(WHAT IS BEING ASKED): Pick up the water bottle survival kit article after its last sentence and keep writing it.

>> START EXTRACT TO READ

The Water Bottle Survival Kit

I’d love to take full credit for this idea, but I can’t. I came across this concept in a Facebook advertisement of all things. That said, I took at look at what they had included in their “Water Bottle Survival Kit,” and saw some redundancies, and I also thought of some things I thought they should have included but didn’t. So, true to form, I pulled out my one-liter Nalgene water bottle from Hydrastorm (by BLACKHAWK) and started researching. I wanted a complete basic emergency survival kit that would fit in that bottle and a way to carry the bottle conveniently.

Keep in mind as you read this that I’ve long believed my Uncle Don’s “Rule of Life:” Never leave your house without a knife, a gun and a lighter. That way you can catch food, clean food and cook food. So any knives or fire starting devices listed for our survival kit are redundant to those you should have in your pockets.

As I’ve written in the past, there are very basic survival necessities you need to provide for in any survival kit. They are:

  • Shelter
  • Warmth
  • Hydration
  • Food

Shelter and warmth can often be combined but it’s to your advantage if you can have something to provide for shelter – to protect you from rain, snow, sun, etc. – and something to provide for warmth – specifically to retain body heat if in a cold environment. Warmth also means having the means to start a fire and that crosses over (potentially) into the ability to purify water and cook food. Food can take many forms, some of which can be carried in and others that can be hunted/gathered while in the field.

>> END EXTRACT TO READ
>> START STORED RECORDS

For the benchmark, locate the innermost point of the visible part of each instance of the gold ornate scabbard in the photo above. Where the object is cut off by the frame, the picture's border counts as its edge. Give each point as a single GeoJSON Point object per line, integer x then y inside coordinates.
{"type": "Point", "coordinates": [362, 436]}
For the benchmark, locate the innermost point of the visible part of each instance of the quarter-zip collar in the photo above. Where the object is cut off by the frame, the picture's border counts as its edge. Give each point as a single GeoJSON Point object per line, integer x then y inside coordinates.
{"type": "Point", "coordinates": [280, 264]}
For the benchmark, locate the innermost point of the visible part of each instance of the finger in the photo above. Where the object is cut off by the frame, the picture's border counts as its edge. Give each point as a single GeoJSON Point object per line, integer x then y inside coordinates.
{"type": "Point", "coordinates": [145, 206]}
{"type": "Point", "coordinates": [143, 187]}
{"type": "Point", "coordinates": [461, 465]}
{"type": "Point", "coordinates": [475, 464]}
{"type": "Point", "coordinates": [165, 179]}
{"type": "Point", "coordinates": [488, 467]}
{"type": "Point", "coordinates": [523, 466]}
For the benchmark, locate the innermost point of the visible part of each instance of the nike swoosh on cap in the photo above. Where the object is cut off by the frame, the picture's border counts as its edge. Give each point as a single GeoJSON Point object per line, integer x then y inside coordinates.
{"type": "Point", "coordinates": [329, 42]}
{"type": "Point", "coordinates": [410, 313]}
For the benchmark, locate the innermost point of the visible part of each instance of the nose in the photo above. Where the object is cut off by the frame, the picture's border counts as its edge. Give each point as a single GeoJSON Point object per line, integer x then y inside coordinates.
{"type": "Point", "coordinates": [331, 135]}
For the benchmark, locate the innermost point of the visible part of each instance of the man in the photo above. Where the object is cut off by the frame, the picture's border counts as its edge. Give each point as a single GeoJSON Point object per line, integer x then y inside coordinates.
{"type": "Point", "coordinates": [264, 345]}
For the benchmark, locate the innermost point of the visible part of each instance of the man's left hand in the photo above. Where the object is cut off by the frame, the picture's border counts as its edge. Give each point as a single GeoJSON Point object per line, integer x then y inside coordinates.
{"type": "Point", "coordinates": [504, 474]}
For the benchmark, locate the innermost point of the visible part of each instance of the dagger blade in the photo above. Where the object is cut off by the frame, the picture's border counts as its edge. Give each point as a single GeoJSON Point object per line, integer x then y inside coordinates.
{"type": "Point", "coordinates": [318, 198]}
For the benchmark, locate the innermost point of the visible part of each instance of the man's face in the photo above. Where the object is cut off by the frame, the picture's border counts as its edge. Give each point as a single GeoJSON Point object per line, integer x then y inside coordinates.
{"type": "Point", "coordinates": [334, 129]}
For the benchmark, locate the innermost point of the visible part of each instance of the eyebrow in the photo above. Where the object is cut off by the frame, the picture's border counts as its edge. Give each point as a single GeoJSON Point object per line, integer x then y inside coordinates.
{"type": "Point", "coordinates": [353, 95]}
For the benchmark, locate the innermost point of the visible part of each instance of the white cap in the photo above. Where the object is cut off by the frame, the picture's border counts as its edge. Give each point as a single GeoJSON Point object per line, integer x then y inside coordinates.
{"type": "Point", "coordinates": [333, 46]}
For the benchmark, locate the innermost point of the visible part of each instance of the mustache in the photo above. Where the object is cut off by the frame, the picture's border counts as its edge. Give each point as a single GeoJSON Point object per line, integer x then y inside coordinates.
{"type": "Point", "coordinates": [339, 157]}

>> END STORED RECORDS

(OUTPUT):
Shelter:

For years I carried a military surplus poncho and a few lengths of paracord as my survival shelter. What I realized over time was that there are plenty of other options that take up less space and provide an equal amount of potential coverage. A heavy duty “survival blanket” (different from an “emergency space blanket”) can be used as a floor mat, multiple types of shelter and/or a regular blanket. If you combine this with the previously mentioned lengths of paracord, you can set up several different types of shelter depending on your needs.

Warmth:

The “emergency space blanket,” a thin mylar blanket that reflects 90% of body heat back, is an awesome tool to prevent hypothermia and it has evolved quite a bit in the past couple decades. Not only can you get this super thin material as a blanket, just big enough to cover one person, but you can get it as a bivvy (think sleeping bag) big enough for one person or slightly larger to fit two people. Sharing body heat is always a good idea where hypothermia is a danger, but extra space in an over-large bivvy can mean air pockets susceptible to the cold.

Staying warm also means the ability to build a fire and that means having fire starting materials. While there are many creative ways to start a fire, the most basic is matches and some kind of tinder material. Yes, a flint and steel can be used but experienced people will tell you that starting a fire with flint and steel, producing sparks to ignite whatever your tinder material is, can be more frustrating and time consuming that simply lighting a match. Offset that with the challenge of keeping all matches dry and usable in austere conditions and make your choices. There are plenty of compact and inexpensive ignition tools on the commercial market. Choose wisely and include it in your kit.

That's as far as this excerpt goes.